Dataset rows

--------------------

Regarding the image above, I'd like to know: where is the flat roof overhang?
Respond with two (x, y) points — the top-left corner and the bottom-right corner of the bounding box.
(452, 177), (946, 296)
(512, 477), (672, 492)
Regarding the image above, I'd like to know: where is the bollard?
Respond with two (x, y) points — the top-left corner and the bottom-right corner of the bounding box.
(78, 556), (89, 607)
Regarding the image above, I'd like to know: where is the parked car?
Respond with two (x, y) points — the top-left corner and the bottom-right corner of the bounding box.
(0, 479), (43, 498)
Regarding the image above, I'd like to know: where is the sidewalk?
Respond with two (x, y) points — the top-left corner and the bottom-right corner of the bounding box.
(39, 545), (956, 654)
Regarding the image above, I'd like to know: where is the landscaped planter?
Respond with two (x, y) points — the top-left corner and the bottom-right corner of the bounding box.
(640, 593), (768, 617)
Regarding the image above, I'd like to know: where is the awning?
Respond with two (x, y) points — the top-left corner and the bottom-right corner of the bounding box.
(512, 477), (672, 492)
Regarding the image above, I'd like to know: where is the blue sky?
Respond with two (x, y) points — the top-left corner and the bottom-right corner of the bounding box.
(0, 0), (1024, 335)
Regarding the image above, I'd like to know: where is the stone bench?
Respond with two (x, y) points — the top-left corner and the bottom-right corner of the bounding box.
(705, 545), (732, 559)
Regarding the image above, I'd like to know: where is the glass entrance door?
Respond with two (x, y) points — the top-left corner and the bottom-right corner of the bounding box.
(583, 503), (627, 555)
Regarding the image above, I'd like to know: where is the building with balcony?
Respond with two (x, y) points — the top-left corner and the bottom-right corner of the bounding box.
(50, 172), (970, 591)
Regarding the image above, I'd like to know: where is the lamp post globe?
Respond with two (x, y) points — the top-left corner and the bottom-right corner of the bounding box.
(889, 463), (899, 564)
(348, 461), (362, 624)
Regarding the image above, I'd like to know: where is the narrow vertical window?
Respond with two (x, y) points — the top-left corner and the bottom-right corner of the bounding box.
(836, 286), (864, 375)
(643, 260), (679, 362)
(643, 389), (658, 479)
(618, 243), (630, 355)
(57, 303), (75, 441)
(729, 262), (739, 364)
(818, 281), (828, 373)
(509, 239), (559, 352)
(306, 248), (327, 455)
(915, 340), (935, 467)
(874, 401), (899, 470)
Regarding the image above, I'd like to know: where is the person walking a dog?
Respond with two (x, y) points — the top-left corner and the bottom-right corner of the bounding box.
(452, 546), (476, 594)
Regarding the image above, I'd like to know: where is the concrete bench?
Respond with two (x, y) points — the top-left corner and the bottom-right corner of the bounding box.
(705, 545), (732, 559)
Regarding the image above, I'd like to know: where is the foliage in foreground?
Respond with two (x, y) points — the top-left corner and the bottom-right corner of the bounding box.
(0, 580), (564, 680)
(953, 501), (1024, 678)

--------------------

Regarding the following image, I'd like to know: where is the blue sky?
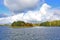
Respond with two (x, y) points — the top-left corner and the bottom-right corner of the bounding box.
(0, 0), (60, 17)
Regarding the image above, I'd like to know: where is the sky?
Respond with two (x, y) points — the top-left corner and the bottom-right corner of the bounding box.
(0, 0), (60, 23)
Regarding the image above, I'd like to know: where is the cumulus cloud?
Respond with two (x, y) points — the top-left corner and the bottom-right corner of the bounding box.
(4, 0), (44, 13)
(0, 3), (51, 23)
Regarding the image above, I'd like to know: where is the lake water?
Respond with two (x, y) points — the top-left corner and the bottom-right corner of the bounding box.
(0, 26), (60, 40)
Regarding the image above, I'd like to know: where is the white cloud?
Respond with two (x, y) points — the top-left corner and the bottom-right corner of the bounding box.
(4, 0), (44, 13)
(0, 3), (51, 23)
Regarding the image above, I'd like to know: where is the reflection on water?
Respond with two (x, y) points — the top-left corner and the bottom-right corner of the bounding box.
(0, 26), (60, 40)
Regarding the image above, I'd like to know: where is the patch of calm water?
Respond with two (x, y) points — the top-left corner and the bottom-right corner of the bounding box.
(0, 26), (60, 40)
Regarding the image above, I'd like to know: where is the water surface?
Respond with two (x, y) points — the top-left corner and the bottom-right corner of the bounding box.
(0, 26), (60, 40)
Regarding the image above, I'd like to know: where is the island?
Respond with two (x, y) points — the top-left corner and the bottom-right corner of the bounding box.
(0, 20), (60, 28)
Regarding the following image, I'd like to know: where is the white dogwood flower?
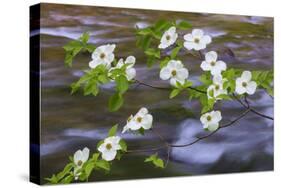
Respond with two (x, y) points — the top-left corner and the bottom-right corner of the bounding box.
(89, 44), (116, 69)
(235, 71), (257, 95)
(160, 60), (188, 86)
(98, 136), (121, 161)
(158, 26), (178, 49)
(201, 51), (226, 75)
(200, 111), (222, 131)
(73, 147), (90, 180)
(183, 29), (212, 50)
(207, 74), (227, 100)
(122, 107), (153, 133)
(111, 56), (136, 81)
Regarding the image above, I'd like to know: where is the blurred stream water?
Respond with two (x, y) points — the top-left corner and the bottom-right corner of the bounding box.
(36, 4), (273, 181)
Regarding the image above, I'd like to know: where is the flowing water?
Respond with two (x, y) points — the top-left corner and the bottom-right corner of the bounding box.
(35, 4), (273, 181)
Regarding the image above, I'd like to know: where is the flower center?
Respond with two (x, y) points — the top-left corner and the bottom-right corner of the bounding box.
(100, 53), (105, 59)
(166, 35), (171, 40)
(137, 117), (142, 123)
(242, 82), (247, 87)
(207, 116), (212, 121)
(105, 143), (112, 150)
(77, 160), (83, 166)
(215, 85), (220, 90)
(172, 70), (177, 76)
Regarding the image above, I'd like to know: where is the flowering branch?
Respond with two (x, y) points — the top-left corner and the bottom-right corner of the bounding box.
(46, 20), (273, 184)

--------------------

● **Goal of the exercise**:
List every line of the dataset rows that contains the word "blue", copying each one in full.

● **Answer for the task**:
Regarding the image above, I'd like to know: where is the blue sky?
Regarding the following image, I'd like to know: where is the blue sky?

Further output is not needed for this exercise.